» Exercise requirements:
Return each line of the records below that contains the word "every", copying each such line in full.

+-------+

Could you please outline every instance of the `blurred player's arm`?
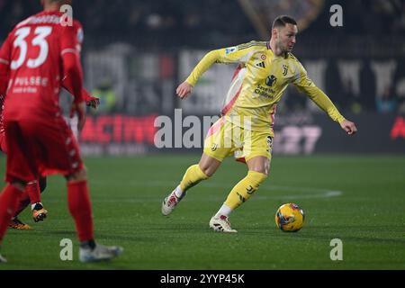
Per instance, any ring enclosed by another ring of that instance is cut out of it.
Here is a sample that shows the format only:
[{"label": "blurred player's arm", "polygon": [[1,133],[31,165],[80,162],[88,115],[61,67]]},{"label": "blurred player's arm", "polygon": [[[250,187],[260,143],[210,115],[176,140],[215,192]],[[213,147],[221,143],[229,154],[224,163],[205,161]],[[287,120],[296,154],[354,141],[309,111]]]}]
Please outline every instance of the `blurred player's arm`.
[{"label": "blurred player's arm", "polygon": [[10,74],[10,38],[7,37],[0,50],[0,94],[5,95]]},{"label": "blurred player's arm", "polygon": [[180,98],[185,98],[191,93],[193,87],[198,82],[198,79],[207,71],[214,63],[246,63],[253,55],[257,47],[261,47],[266,42],[251,41],[246,44],[240,44],[235,47],[223,48],[212,50],[205,54],[202,59],[194,68],[190,76],[183,82],[176,90]]},{"label": "blurred player's arm", "polygon": [[347,134],[355,134],[357,131],[355,123],[345,119],[345,117],[340,114],[338,108],[336,108],[330,98],[308,77],[307,71],[301,64],[298,66],[292,83],[300,91],[305,93],[308,97],[322,109],[333,121],[338,122],[340,127],[345,130]]},{"label": "blurred player's arm", "polygon": [[[62,86],[63,87],[68,90],[71,94],[73,94],[73,87],[69,86],[70,83],[68,83],[66,80],[66,77],[63,79],[62,81]],[[83,98],[86,101],[86,104],[87,106],[90,106],[92,108],[96,109],[98,107],[98,105],[100,104],[100,99],[94,96],[92,96],[87,90],[86,90],[85,88],[82,88],[82,94],[83,94]]]}]

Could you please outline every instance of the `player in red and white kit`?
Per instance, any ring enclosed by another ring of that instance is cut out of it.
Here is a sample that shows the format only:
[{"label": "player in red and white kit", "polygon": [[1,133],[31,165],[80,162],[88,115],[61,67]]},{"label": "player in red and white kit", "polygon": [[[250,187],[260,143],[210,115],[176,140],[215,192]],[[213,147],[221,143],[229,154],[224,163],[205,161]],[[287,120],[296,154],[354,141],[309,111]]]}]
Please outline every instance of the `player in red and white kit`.
[{"label": "player in red and white kit", "polygon": [[[100,99],[91,96],[86,89],[82,90],[87,106],[97,108],[100,104]],[[4,108],[4,95],[0,94],[0,150],[7,153],[7,147],[5,145],[5,133],[3,124],[3,108]],[[18,215],[31,203],[32,212],[32,219],[35,222],[43,220],[47,215],[48,211],[45,210],[40,202],[40,194],[47,186],[47,178],[40,177],[38,180],[31,181],[27,184],[24,193],[21,195],[18,202],[17,210],[8,224],[10,228],[16,230],[31,230],[30,225],[23,223],[18,219]]]},{"label": "player in red and white kit", "polygon": [[[58,104],[61,86],[75,96],[71,114],[80,131],[86,122],[78,22],[61,21],[66,0],[42,0],[44,11],[20,22],[0,52],[0,94],[4,94],[4,124],[7,146],[5,180],[0,195],[0,244],[27,183],[62,174],[68,202],[80,240],[79,259],[112,259],[120,247],[95,243],[86,172],[77,141]],[[5,258],[0,256],[0,262]]]}]

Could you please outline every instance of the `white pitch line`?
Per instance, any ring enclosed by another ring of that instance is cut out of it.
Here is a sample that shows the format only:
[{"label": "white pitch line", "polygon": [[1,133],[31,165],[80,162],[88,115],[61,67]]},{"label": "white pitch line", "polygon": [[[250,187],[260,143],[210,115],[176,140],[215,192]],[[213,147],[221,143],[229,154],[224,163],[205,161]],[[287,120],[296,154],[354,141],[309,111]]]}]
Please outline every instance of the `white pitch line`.
[{"label": "white pitch line", "polygon": [[[104,184],[102,182],[94,183],[92,182],[91,186],[94,186],[92,190],[97,191],[97,185]],[[127,186],[132,187],[162,187],[162,193],[166,192],[168,194],[173,188],[175,188],[178,182],[173,181],[153,181],[153,182],[139,182],[139,181],[130,181],[125,184]],[[218,202],[224,200],[226,194],[230,191],[233,184],[223,184],[219,183],[209,183],[205,182],[200,184],[202,188],[221,188],[223,189],[223,194],[218,194],[218,195],[210,195],[208,197],[202,198],[202,194],[195,194],[197,197],[187,197],[187,201],[203,201],[203,202]],[[274,191],[290,191],[292,193],[302,192],[302,194],[274,194]],[[267,194],[266,194],[267,192]],[[104,199],[104,196],[97,197],[96,194],[92,196],[94,201],[97,202],[160,202],[161,199],[151,198],[145,194],[137,194],[137,190],[134,191],[133,197],[120,197],[116,193],[114,193],[115,199]],[[322,188],[313,188],[313,187],[293,187],[287,185],[263,185],[260,186],[257,193],[255,194],[251,200],[266,200],[266,199],[280,199],[280,200],[297,200],[297,199],[315,199],[315,198],[331,198],[338,197],[343,194],[342,191],[322,189]],[[161,197],[166,196],[164,194]]]}]

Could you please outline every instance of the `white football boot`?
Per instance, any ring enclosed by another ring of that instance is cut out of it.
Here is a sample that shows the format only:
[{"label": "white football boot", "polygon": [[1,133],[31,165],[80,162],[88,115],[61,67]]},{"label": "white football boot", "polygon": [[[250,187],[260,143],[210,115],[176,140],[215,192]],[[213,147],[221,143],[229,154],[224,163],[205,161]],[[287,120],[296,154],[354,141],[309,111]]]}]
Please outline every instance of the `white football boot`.
[{"label": "white football boot", "polygon": [[94,249],[80,248],[79,260],[81,262],[108,261],[121,255],[123,248],[119,246],[104,246],[95,244]]},{"label": "white football boot", "polygon": [[176,189],[173,190],[162,202],[162,214],[164,216],[170,214],[175,210],[175,207],[178,204],[178,202],[185,196],[185,193],[184,193],[182,197],[179,198],[176,195],[175,191]]},{"label": "white football boot", "polygon": [[212,216],[210,220],[210,228],[216,232],[225,232],[225,233],[236,233],[236,230],[230,227],[230,223],[228,220],[228,217],[220,215],[220,217]]}]

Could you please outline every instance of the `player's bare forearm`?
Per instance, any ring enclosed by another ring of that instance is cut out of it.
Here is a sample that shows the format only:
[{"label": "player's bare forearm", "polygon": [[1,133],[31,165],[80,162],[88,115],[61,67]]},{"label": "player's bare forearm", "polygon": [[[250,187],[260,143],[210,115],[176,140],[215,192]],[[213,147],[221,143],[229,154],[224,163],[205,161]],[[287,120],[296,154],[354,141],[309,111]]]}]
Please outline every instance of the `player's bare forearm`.
[{"label": "player's bare forearm", "polygon": [[176,90],[176,93],[181,99],[185,99],[193,91],[193,86],[186,81],[180,84]]}]

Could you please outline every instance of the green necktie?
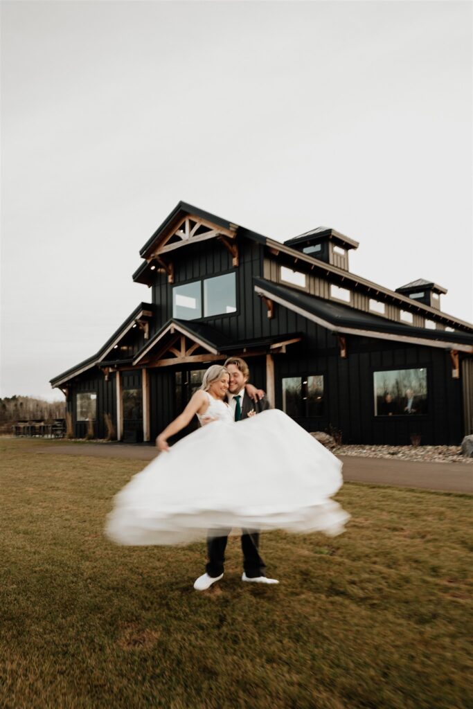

+-------+

» Answer to this exercise:
Could you please outline every instance of the `blurred player's arm`?
Please outline every instance of the `blurred player's arm`.
Could you please outline every instance of the `player in red and white kit`?
Please outline every instance of the `player in red and white kit`.
Could you please outline every instance of the `white pitch line`?
Please outline every instance of the `white pitch line`.
Could you please outline every instance of the `white football boot`?
Please outline every instance of the `white football boot`.
Could you please outline every instance of the `player's bare forearm`?
Please outline every instance of the `player's bare forearm`.
Could you please outline every instance of the green necktie?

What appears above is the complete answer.